[Brief 1]
Answer these questions from the Inside Health article, one to a line:
(a) On what date was the first episode broadcast?
(b) When is the programme repeated?
(c) In which years did Mark Porter join and leave the show?
[Brief 2] Pick up the Inside Health article after its final sentence and keep writing it.

[Extract]
Inside Health
- Genre: Factual, discussion
- Running time: 30 minutes
- Country of origin: United Kingdom
- Language: English
- Home station: BBC Radio 4
- Hosted by: James Gallagher
- Produced by: Erika Wright Beth Eastwood
- Original release: 10/01/2012
- No. of episodes: Series 1 – 9
- Website: https://www.bbc.co.uk/programmes/b019dl1b

= Inside Health =

Inside Health is a British radio programme broadcast on BBC Radio 4 discussing topical health issues which people struggle to understand. The first episode was broadcast on 10 January 2012. It is hosted by James Gallagher and broadcast on Tuesday mornings at 9:30am and repeated on Wednesdays at 9:30pm.

==History==
BBC Radio 4 has broadcast health related programmes since its inception in 1967. Mark Porter joined show in 2012 and left in 2020. The show is now presented by BBC News correspondent James Gallagher.

[Exercise data]
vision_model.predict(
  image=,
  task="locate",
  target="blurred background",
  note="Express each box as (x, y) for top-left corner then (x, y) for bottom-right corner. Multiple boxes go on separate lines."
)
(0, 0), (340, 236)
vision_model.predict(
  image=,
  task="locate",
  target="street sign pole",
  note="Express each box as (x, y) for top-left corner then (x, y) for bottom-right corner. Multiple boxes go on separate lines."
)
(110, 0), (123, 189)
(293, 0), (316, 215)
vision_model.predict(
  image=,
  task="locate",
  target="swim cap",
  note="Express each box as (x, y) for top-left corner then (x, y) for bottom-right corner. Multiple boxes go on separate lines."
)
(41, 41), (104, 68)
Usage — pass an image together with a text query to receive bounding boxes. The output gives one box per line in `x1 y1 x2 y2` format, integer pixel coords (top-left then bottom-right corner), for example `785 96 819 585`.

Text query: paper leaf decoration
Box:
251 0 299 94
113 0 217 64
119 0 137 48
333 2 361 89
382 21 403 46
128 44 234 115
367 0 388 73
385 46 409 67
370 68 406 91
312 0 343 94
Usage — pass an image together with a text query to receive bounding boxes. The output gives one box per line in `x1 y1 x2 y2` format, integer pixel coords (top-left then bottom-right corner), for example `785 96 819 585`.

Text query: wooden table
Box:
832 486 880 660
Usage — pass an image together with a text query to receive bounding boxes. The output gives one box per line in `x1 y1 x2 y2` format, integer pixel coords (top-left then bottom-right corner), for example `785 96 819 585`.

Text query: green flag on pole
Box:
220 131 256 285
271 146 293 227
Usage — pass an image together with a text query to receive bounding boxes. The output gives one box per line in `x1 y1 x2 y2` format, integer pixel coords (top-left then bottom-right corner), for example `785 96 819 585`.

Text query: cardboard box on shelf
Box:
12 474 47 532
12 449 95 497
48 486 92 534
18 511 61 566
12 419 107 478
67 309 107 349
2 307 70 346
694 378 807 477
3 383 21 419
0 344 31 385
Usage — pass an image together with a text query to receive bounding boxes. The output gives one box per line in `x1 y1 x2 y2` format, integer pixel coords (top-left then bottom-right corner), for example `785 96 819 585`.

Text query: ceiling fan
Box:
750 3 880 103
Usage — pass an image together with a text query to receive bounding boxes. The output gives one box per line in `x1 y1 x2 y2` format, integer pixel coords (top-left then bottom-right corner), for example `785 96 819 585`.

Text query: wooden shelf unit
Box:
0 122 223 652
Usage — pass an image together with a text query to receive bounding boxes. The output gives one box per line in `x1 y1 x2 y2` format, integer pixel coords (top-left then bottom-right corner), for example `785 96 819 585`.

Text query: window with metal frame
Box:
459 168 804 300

[Answer section 1]
(a) 10 January 2012
(b) Wednesdays at 9:30pm
(c) He joined in 2012 and left in 2020.

[Answer section 2]
==Content==
The first programme discussed whether it really is better to take tablets for high blood pressure in the morning, as many people do - or whether it may be better to take them in the evening, as a recent Spanish study claimed. The second programme in the series, broadcast on 17 January 2012, asked whether memory really does decline with age. It also asked whether nicotine might actually protect against Alzheimer's disease, but was careful to state that it was NOT saying that smoking had any health benefits, clarifying very strongly how there is a difference between smoking and nicotine. The third programme, broadcast on 24 January 2012, discussed whether cough medicine is suitable for children. The speaker on the programme, Margaret McCarney, gave quite a negative review of cough medicine. The edition broadcast on 31 January referred to atrial fibrilation, and also discussed the drug warfarin. It finished by talking about the health risks of wearing high-heeled shoes. On 6 March, discussion of diabetes mellitus, and whether care for people aged 16–24 was as good for those of younger age groups, was a key part of the programme. This programme also discussed the use of Twitter in dissemination of medical knowledge, and in this part of the programme, stressed the importance of patient confidentiality. In a late stage of the programme, the skin condition Vitiligo was discussed, and fictions about this skin disorder - such as that the skin disorder vitiligo is contagious - were outlined. The programme broadcast on 13 and 14 March 2012 discussed whether exercise is good or bad for one's joints.